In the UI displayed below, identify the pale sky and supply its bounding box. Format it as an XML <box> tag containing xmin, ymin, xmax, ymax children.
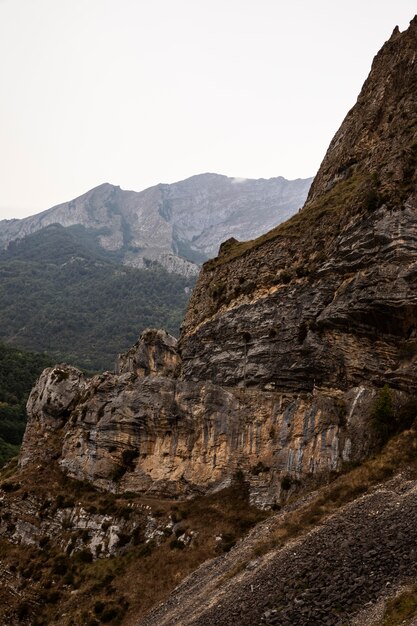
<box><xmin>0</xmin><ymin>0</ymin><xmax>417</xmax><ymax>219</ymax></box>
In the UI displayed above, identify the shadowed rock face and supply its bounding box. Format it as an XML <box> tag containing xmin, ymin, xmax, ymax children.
==
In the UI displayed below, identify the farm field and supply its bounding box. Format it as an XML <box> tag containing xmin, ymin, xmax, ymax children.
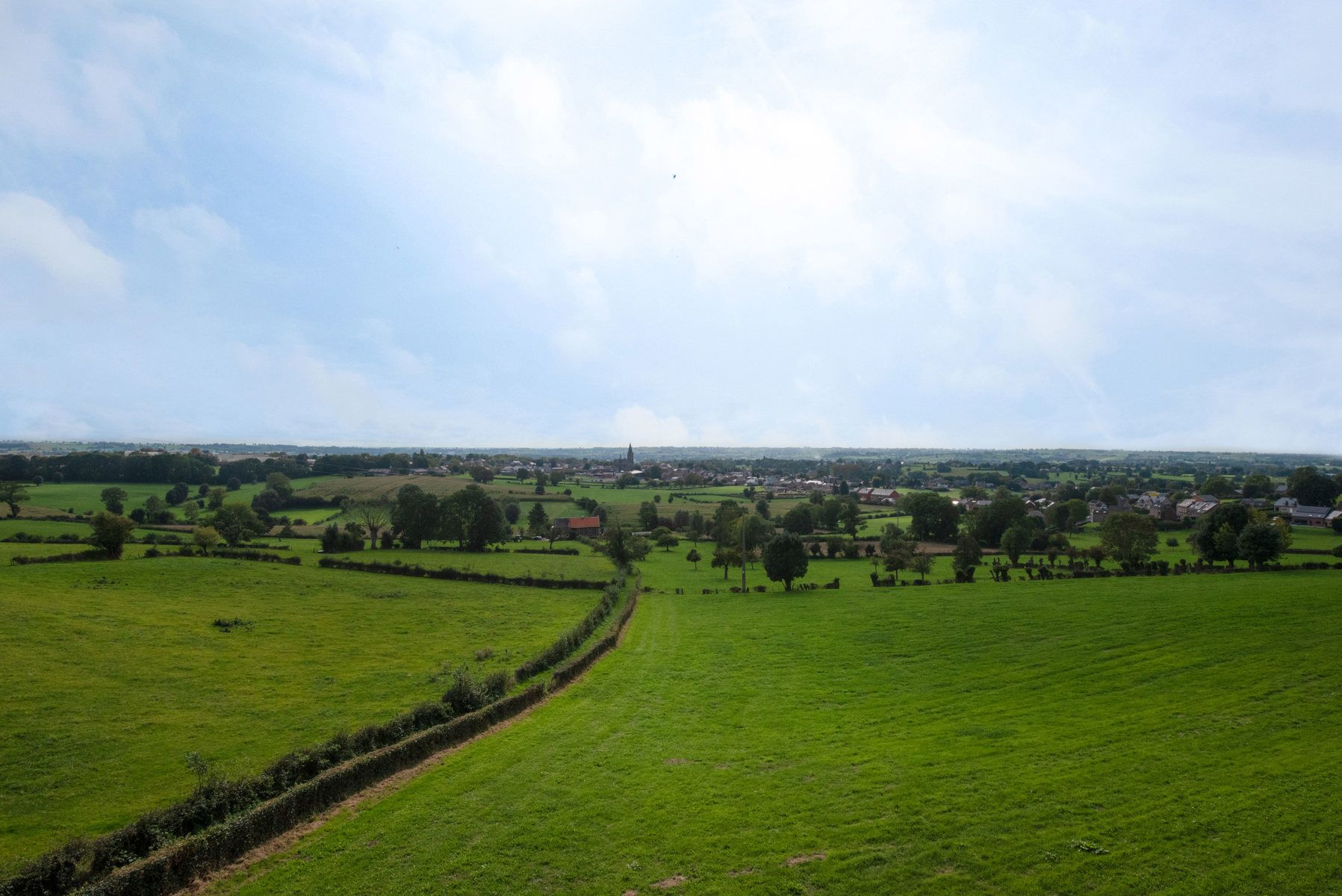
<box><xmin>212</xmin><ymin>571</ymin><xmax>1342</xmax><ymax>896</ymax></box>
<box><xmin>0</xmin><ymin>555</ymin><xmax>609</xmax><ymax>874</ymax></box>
==
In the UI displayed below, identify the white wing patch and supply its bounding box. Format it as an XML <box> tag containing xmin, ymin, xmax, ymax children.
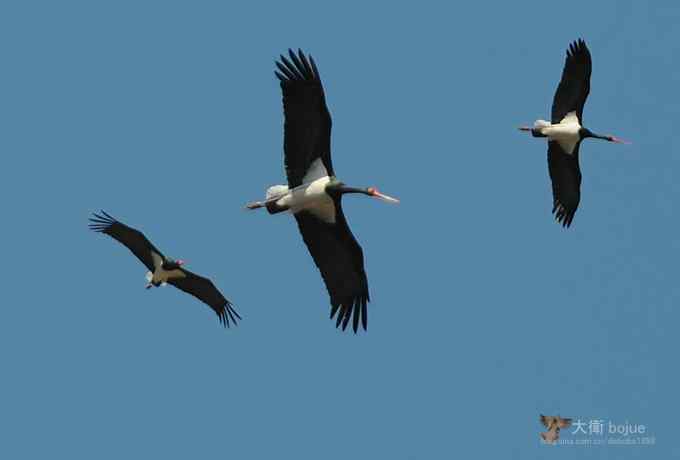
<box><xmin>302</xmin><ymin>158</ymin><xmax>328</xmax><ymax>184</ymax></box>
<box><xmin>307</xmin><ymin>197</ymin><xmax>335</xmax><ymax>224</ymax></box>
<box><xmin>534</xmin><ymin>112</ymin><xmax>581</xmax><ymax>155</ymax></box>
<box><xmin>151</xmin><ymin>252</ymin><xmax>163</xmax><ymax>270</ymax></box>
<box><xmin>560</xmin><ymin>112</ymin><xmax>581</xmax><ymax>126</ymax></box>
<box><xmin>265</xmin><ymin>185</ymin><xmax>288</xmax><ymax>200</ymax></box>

## Alıştırma Koşulları
Lütfen "In the UI displayed below, identify the pale" ifadesini içeren satırdan "In the UI displayed above, identify" ifadesini içeren satıra kadar, iki uç satır da dahil olmak üzere, satırları hiç değiştirmeden yeniden verin. Resimleri yanıta koymayın.

## Yanıt
In the UI displayed below, identify the pale sky and supply its bounding box. Format it as an XML <box> tag containing xmin, ymin, xmax, ymax children.
<box><xmin>0</xmin><ymin>0</ymin><xmax>417</xmax><ymax>219</ymax></box>
In the UI displayed above, identify the shadowed rock face and supply its bounding box. Format it as an XML <box> tag containing xmin, ymin, xmax, ymax children.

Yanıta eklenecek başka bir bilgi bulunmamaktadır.